::: Dados para processar

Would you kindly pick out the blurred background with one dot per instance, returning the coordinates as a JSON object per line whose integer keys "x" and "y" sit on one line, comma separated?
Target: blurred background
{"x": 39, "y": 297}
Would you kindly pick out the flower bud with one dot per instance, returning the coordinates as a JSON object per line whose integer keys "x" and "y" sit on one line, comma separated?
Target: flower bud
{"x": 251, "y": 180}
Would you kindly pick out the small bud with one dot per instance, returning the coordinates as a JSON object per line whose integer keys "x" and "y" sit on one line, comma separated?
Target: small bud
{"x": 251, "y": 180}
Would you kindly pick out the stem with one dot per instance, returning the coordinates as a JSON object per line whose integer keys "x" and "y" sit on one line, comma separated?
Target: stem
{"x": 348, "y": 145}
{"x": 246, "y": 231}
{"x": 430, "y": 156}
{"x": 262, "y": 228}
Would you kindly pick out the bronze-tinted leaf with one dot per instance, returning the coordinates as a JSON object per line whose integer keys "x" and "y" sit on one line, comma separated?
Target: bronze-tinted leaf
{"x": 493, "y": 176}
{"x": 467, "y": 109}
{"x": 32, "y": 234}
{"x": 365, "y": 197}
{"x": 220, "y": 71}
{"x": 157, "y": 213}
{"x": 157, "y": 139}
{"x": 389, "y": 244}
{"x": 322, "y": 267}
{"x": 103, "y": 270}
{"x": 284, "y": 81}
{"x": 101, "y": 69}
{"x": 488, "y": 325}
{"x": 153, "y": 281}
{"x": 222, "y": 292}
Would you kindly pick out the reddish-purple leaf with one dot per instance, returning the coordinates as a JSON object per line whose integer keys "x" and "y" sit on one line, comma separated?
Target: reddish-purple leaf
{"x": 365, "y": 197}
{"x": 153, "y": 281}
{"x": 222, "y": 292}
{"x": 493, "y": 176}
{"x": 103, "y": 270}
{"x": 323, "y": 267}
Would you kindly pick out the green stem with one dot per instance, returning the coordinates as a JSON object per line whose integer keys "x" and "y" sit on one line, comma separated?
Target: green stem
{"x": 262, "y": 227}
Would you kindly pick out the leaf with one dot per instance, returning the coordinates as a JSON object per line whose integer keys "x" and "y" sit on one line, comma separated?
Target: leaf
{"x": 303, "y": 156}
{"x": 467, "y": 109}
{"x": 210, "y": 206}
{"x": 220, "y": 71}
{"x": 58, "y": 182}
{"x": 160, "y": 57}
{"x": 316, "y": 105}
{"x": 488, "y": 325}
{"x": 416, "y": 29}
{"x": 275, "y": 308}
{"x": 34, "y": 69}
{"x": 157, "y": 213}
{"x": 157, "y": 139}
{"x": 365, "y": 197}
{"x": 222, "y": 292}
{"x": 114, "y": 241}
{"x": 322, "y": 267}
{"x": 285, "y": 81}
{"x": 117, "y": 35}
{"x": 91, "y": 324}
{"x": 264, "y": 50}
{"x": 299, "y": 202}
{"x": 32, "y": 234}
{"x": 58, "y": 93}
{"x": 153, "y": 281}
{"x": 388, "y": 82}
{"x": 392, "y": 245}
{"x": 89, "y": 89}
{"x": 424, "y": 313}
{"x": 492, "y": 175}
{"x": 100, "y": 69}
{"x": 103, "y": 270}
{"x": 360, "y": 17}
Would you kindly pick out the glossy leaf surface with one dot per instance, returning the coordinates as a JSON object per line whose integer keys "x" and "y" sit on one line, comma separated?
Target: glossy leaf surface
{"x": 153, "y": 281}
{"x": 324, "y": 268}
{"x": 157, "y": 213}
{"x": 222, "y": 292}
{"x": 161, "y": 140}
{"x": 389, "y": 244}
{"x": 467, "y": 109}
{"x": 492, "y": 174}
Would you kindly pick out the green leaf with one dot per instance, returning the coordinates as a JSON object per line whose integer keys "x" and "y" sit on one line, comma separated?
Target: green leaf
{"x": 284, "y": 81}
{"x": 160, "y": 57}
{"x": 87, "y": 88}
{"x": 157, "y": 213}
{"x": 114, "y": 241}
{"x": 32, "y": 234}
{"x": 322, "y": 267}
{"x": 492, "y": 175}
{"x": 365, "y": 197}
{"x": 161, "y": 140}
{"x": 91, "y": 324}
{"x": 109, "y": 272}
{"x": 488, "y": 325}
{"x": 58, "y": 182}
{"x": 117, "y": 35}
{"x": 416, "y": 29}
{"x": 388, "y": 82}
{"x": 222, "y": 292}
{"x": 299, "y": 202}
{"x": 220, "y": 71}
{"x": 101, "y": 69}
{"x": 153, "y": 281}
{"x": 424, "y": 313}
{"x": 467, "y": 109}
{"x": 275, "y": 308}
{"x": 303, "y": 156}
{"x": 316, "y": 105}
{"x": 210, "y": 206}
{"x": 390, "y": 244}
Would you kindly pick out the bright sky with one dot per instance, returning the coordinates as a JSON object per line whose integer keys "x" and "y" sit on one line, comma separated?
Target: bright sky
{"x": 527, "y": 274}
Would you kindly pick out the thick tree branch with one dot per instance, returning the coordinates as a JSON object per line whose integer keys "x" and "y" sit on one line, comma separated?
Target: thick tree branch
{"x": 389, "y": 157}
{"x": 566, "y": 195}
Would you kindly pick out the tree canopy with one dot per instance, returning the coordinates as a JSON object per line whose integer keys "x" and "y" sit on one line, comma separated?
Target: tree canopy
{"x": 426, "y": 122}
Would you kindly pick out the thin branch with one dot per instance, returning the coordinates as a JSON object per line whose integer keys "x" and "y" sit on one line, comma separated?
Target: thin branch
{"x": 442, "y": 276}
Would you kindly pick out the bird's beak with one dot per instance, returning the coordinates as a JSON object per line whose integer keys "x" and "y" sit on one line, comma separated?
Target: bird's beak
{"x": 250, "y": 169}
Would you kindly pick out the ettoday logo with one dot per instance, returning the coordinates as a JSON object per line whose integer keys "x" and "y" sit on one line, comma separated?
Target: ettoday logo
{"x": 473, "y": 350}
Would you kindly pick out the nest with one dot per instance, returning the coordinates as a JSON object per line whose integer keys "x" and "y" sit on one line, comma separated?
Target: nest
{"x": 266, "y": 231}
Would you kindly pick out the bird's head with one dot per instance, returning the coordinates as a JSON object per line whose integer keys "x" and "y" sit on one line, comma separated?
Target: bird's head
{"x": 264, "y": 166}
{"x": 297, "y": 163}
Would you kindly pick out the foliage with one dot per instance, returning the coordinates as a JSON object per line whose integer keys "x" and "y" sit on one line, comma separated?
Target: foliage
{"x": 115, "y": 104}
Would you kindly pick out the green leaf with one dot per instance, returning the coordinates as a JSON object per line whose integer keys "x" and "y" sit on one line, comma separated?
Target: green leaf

::::::

### [Objetivo]
Reproduza sem nenhuma alteração as linhas dos itens acima: comece na linha que contém "Would you kindly pick out the foliage" e vá até o final dos itens, incluindo as duas pontas.

### [Resposta]
Would you kindly pick out the foliage with one dot per instance, returning the coordinates as a JSON object per line whose integer keys "x" and "y" sit on one line, comma separated?
Target: foliage
{"x": 115, "y": 104}
Would you kindly pick out the green leaf with one dot per instance, returning the coordinates as a JSON object per line whose integer keys "x" and "y" sit on one line, comma separated?
Target: green leaf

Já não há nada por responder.